** BEGIN **

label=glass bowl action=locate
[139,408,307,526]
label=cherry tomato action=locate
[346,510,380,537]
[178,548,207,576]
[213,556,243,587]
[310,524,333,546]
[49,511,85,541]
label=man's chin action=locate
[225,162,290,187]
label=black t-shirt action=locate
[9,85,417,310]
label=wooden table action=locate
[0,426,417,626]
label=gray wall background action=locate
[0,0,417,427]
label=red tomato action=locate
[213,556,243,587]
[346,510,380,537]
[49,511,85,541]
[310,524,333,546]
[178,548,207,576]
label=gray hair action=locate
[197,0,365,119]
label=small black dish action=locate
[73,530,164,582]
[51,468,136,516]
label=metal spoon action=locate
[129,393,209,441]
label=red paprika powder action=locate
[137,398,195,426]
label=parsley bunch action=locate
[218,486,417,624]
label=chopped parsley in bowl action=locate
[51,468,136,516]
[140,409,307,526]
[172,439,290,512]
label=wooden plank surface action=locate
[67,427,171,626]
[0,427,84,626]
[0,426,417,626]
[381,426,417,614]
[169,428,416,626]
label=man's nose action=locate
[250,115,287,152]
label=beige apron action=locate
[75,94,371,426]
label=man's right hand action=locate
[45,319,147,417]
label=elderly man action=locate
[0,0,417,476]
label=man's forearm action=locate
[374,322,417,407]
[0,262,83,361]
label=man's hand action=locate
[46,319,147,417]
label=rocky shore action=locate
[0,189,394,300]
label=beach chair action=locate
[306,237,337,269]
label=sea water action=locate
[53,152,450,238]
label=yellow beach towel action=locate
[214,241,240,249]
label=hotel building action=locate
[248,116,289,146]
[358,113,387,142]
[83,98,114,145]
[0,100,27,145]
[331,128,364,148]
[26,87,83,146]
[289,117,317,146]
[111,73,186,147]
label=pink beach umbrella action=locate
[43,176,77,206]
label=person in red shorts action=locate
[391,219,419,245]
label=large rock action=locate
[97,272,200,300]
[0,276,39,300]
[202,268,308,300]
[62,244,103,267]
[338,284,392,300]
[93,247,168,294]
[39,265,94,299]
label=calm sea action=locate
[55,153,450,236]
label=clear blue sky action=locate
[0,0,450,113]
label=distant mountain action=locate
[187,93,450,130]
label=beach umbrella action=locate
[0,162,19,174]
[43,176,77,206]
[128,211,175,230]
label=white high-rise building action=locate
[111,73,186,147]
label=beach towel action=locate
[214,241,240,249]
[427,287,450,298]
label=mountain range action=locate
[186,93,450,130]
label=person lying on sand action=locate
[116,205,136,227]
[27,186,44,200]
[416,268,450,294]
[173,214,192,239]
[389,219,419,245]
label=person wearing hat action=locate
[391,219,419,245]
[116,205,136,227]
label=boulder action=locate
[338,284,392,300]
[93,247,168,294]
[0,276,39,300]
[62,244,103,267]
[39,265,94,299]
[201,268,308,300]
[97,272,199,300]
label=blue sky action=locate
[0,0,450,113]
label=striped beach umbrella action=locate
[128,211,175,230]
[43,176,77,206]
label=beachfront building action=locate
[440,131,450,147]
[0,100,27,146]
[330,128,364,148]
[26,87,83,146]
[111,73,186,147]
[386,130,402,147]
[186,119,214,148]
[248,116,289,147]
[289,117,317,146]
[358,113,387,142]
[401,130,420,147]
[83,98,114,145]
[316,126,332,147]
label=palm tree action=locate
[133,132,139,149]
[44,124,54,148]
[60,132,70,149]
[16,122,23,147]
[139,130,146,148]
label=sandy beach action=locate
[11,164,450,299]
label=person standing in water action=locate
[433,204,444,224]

** END **

§ Task requirements: Rewrite all of the rows above, replacing "beach umbrella" with "parasol" wherever it appears and leaving everything else unchanged.

§ Solved exercise:
label=glass bowl action=locate
[139,408,307,526]
label=cherry tomato action=locate
[346,510,380,537]
[178,548,207,576]
[213,556,243,587]
[310,524,333,546]
[49,511,85,541]
label=man's chin action=locate
[225,162,290,187]
label=black t-shirt action=locate
[9,85,417,310]
label=wooden table action=locate
[0,426,417,626]
label=gray wall background action=locate
[0,0,417,427]
label=red tomato action=locate
[213,556,243,587]
[346,510,380,537]
[49,511,85,541]
[310,524,333,546]
[178,548,207,576]
label=gray hair action=locate
[197,0,365,119]
label=small black dish action=locate
[73,530,164,582]
[51,468,136,516]
label=metal spoon action=locate
[129,393,209,441]
label=red paprika powder action=locate
[137,398,195,426]
label=parsley bunch action=locate
[218,486,417,624]
label=chopped parsley in bowl action=locate
[51,468,136,516]
[140,409,307,526]
[172,439,290,512]
label=wooden plank surface action=locate
[67,427,171,626]
[0,427,84,626]
[0,426,417,626]
[381,426,417,614]
[169,428,416,626]
label=man's nose action=locate
[250,115,287,152]
label=beige apron action=locate
[75,94,371,426]
label=man's right hand action=locate
[45,319,147,417]
label=elderly man action=locate
[0,0,417,476]
label=man's forearm action=locate
[374,322,417,407]
[0,262,83,361]
label=man's hand action=locate
[46,319,147,417]
label=rocky shore action=locate
[0,189,394,300]
label=beach chair action=locate
[306,237,337,269]
label=sea water action=locate
[53,152,450,238]
label=yellow beach towel action=locate
[214,241,240,249]
label=hotel building action=locate
[248,116,289,146]
[358,113,387,142]
[83,98,114,145]
[0,100,27,145]
[331,128,364,148]
[26,87,83,146]
[289,117,317,146]
[111,73,186,147]
label=pink parasol action=locate
[43,176,77,206]
label=person in red shorts action=locate
[391,219,419,245]
label=large rock action=locate
[97,272,200,300]
[0,276,39,300]
[202,268,308,300]
[62,244,103,267]
[338,284,392,300]
[93,247,168,294]
[39,265,94,299]
label=calm sea action=locate
[55,153,450,236]
label=clear blue sky action=locate
[0,0,450,113]
label=distant mountain action=locate
[187,93,450,130]
label=parasol action=locate
[0,162,19,174]
[43,176,77,206]
[128,211,175,230]
label=white high-rise building action=locate
[111,73,186,147]
label=beach towel action=locate
[214,241,240,249]
[427,287,450,298]
label=mountain range action=locate
[186,93,450,130]
label=person lying on sand action=locate
[116,205,136,227]
[27,186,44,200]
[416,268,450,294]
[173,214,192,239]
[389,219,419,245]
label=person wearing hat action=locate
[391,219,419,245]
[116,205,136,227]
label=boulder action=locate
[338,284,392,300]
[93,247,168,294]
[0,276,39,300]
[62,244,103,267]
[39,265,94,299]
[201,268,308,300]
[97,272,199,300]
label=blue sky action=locate
[0,0,450,113]
label=striped parasol action=locate
[128,211,175,230]
[43,176,77,206]
label=beachfront building action=locate
[440,131,450,147]
[0,100,27,146]
[330,128,364,148]
[26,87,83,146]
[111,73,186,147]
[386,130,402,147]
[186,119,214,148]
[248,116,289,147]
[289,117,317,146]
[358,113,387,142]
[401,130,420,147]
[83,98,114,145]
[316,126,332,147]
label=palm tree action=locate
[133,132,139,149]
[44,124,54,148]
[60,132,70,149]
[16,122,23,147]
[139,130,146,148]
label=sandy beach action=locate
[11,164,450,299]
label=person standing in water action=locate
[433,204,444,224]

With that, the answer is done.